----- Texto para ler

Mais tarde, em casa, ouvimos o CD com atenção, concluindo que poderia vir dali uma bela aventura folqueira. Foi preciso menos tempo do que supúnhamos e uma ligeira alteração estética para surgir um disco, um grande disco, com esta voz: afinal, para Marcelo, a relação com a guitarra acústica não era exclusiva; antes a mantinha em paralelo com a eléctrica, que usa no mais estranho e delicioso quinteto indie português, Os Passos Em Volta. Seis meses depois de termos ouvido Éme pela primeira vez, sai o primeiro longa-duração oficial dos Passos, "Até Morrer": canções mordidas por uma voragem eléctrica danada, meia hora de pura vertigem adolescente, três guitarras a dizer que não vão a lado nenhum enquanto não berrarem tudo o que têm para berrar.

"Até Morrer" seria um acontecimento só por si, mas o disco marca também o nascimento de uma editora, a Cafetra Records (Fetra para os amigos), feita pelos fazedores do disco e seus amigos. E como se não bastasse é a primeira aparição em longa-duração das duas meninas das Pega-Monstro, que são dois quintos dos Passos (mais dia, menos dia as Pega estarão a editar o seu primeiro álbum).

"Na Fetra, mais do que ser editora, curtimos ser um gangue", dizia-nos há uns dias João Marcelo, voz e guitarra dos Passos. Com a sua bonomia habitual (há nele qualquer coisa de urso pacato), complementa a frase anterior: "Só que não fazemos mal". Diz "mal" com um tom tão infantil que por segundos pensamos estar a conversar com uma personagem saída do Canal Panda.

----------
----- Excerto de dados

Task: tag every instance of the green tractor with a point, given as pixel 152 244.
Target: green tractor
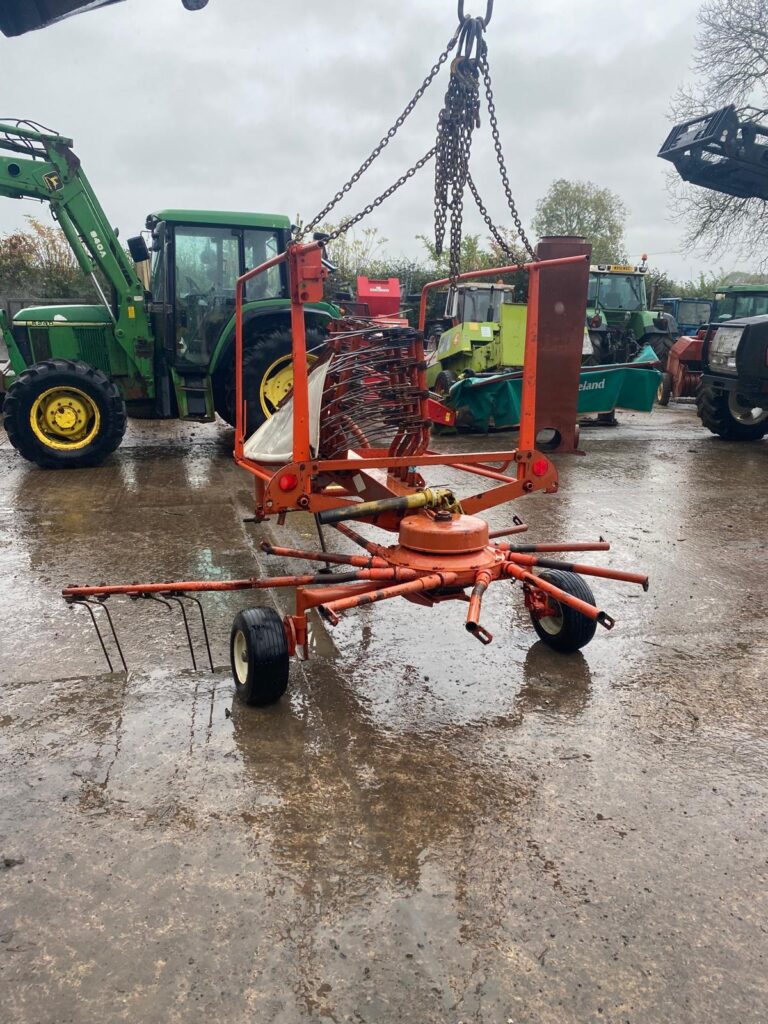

----------

* _Tarefas do exercício_
A - Reescreva em forma de lista o parágrafo do texto que começa por «"Até Morrer" seria um acontecimento», mantendo os seus factos principais.
B - Transcreva fielmente o trecho do texto que vai de "Mais tarde, em" até "têm para berrar.", incluindo estas últimas palavras.

* _Respostas por tarefa_
A -
- "Até Morrer" seria, por si só, um acontecimento.
- O disco marca o nascimento da editora Cafetra Records (Fetra para os amigos), feita pelos autores do disco e pelos seus amigos.
- É a primeira aparição em longa-duração das duas meninas das Pega-Monstro, que são dois quintos dos Passos.
- Mais dia, menos dia, as Pega-Monstro estarão a editar o seu primeiro álbum.

B -
Mais tarde, em casa, ouvimos o CD com atenção, concluindo que poderia vir dali uma bela aventura folqueira. Foi preciso menos tempo do que supúnhamos e uma ligeira alteração estética para surgir um disco, um grande disco, com esta voz: afinal, para Marcelo, a relação com a guitarra acústica não era exclusiva; antes a mantinha em paralelo com a eléctrica, que usa no mais estranho e delicioso quinteto indie português, Os Passos Em Volta. Seis meses depois de termos ouvido Éme pela primeira vez, sai o primeiro longa-duração oficial dos Passos, "Até Morrer": canções mordidas por uma voragem eléctrica danada, meia hora de pura vertigem adolescente, três guitarras a dizer que não vão a lado nenhum enquanto não berrarem tudo o que têm para berrar.